Written problem – Count the lines in the material below that contain the string "person" and reply with that number alone.

(Data entries)
++++++++++++++++++++

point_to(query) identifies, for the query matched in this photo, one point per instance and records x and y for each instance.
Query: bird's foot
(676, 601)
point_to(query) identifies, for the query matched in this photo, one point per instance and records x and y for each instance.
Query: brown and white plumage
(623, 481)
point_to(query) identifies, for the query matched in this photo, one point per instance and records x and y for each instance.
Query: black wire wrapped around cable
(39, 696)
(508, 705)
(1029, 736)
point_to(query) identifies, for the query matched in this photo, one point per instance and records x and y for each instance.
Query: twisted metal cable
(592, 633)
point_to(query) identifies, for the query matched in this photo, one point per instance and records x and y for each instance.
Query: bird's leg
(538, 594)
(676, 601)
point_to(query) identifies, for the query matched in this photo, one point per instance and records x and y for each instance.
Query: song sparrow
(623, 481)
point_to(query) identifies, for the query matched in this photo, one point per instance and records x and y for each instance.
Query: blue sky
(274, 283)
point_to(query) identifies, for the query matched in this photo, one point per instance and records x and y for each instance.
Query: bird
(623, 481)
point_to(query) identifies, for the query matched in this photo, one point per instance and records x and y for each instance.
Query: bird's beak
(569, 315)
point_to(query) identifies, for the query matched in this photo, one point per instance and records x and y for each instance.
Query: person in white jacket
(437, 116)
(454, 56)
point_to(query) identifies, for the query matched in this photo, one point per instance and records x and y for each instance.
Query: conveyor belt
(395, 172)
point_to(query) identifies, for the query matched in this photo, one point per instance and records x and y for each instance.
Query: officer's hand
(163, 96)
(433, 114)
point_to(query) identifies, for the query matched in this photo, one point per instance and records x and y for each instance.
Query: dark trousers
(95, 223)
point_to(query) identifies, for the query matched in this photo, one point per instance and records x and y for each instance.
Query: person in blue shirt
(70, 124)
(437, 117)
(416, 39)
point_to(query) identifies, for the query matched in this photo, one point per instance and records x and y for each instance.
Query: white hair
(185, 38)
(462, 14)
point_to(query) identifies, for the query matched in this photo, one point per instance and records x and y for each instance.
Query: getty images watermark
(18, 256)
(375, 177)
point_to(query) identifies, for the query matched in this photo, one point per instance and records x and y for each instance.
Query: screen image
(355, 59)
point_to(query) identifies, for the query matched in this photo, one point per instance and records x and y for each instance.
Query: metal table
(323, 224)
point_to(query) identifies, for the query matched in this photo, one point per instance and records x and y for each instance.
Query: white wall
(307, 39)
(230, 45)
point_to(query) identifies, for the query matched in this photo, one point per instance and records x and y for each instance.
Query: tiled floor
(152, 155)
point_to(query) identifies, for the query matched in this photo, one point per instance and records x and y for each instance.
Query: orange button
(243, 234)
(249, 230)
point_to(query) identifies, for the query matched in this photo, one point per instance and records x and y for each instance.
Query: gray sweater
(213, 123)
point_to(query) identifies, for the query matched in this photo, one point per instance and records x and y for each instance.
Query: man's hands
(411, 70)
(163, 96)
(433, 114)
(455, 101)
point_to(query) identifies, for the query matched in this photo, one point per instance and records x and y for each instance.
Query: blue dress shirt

++++++++++++++++++++

The result – 2